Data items
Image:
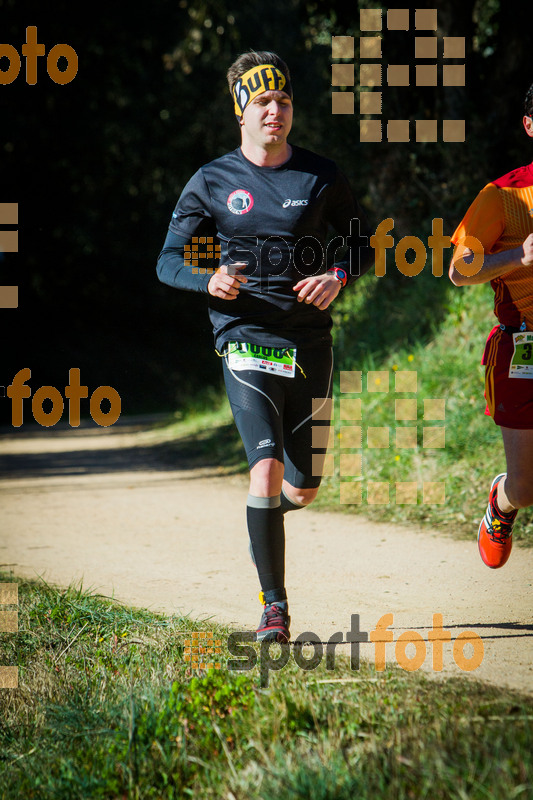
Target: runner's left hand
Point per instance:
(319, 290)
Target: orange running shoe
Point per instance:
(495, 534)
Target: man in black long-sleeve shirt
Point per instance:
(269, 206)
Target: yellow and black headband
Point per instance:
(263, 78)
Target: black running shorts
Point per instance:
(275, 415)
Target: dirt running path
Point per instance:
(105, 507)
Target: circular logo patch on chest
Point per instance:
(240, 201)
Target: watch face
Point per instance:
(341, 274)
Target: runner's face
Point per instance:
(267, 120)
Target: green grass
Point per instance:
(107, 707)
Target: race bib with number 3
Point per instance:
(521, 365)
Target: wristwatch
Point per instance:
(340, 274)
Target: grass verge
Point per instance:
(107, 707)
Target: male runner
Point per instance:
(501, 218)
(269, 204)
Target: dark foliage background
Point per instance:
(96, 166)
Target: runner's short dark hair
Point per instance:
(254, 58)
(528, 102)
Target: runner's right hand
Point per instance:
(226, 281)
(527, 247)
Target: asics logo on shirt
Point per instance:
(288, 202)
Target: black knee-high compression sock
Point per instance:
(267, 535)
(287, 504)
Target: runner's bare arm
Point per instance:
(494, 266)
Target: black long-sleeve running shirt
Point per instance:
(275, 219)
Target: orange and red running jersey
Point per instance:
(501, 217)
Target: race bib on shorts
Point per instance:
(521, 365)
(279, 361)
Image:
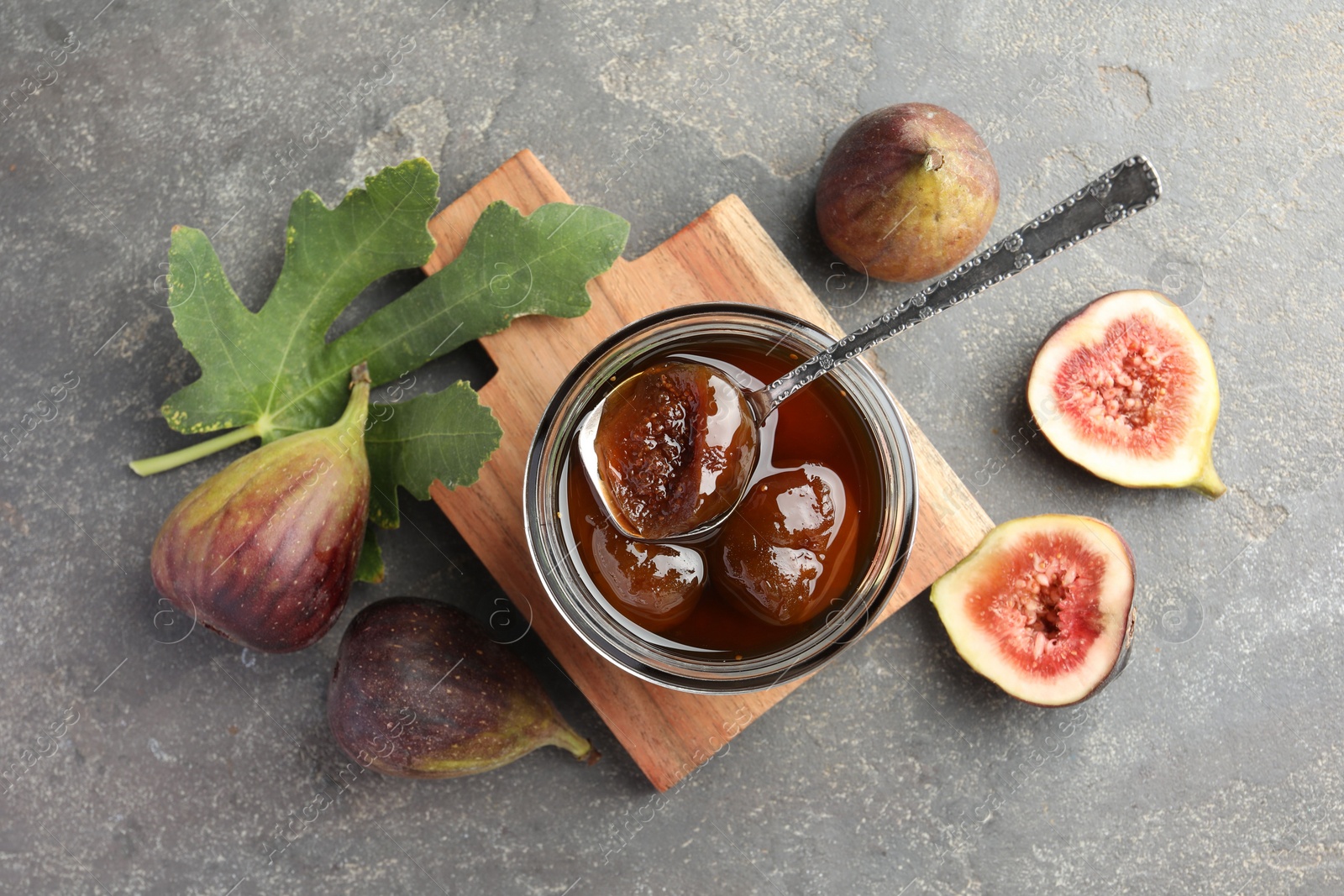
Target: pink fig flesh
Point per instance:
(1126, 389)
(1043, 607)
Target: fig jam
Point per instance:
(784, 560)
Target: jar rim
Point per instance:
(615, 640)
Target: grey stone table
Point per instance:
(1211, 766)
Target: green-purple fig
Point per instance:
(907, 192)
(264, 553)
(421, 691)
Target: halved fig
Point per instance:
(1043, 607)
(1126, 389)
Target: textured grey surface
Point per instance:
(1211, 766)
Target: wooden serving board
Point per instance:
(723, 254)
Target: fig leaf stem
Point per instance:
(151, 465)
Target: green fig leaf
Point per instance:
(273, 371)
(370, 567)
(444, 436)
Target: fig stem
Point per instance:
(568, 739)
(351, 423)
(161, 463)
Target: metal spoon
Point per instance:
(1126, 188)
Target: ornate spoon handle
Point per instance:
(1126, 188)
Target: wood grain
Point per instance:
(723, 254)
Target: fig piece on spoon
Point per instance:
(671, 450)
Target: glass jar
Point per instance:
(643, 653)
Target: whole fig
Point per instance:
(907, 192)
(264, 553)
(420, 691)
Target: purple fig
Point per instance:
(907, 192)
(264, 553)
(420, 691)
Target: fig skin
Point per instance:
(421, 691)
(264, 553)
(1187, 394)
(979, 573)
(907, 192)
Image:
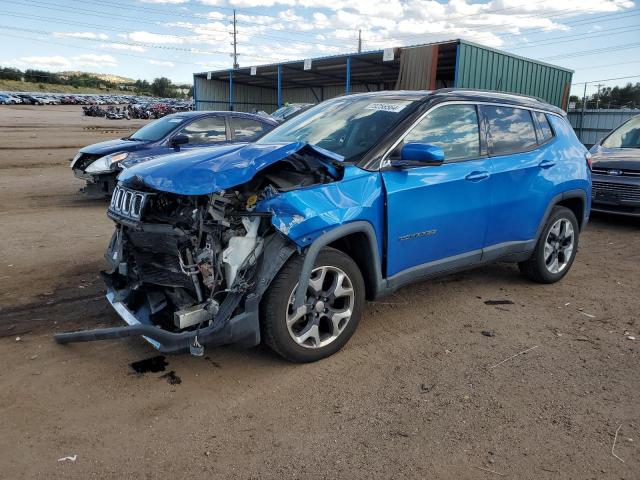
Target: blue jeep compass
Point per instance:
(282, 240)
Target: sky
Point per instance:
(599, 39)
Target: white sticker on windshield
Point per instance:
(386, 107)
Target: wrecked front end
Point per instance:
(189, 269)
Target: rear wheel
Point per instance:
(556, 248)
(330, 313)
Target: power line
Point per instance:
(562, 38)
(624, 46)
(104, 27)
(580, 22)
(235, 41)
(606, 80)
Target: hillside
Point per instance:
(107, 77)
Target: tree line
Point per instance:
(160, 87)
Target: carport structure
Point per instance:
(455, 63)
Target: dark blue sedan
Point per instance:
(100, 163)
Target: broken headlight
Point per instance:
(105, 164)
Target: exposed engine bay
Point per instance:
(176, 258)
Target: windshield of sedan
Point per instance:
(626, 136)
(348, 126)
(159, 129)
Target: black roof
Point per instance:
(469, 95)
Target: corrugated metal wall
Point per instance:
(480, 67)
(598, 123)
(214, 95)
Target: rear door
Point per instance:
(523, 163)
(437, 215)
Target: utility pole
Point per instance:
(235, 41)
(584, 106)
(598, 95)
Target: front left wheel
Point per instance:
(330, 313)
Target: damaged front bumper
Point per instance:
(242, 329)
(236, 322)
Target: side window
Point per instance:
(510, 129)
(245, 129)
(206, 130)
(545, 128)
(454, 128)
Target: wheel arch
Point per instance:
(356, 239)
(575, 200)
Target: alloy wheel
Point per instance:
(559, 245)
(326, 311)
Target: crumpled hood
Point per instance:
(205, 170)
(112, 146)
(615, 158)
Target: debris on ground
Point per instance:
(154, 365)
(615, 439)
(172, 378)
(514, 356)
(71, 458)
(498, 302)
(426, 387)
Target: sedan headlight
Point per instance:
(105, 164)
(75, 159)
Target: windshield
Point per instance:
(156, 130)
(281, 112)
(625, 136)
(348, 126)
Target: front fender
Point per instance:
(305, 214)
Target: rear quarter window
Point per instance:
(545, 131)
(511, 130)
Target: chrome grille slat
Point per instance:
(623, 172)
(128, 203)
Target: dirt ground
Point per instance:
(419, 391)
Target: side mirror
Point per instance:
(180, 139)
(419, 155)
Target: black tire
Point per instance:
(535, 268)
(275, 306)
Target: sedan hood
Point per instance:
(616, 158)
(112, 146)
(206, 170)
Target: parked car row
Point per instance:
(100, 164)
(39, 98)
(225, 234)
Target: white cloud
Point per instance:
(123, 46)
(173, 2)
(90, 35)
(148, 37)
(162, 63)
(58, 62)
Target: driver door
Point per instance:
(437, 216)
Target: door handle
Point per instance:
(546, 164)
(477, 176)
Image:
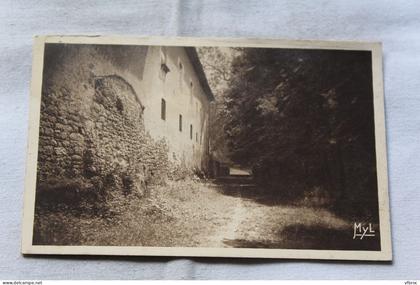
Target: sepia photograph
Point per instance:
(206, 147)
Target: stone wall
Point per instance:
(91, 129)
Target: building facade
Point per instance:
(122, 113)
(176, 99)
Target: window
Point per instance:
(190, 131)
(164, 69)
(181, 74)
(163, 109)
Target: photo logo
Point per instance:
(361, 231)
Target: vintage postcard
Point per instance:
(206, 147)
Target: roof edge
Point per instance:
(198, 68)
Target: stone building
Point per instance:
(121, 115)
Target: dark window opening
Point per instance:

## [Problem description]
Wherever a line above contains the string "purple", count it; then give the total alone.

## [Reply]
2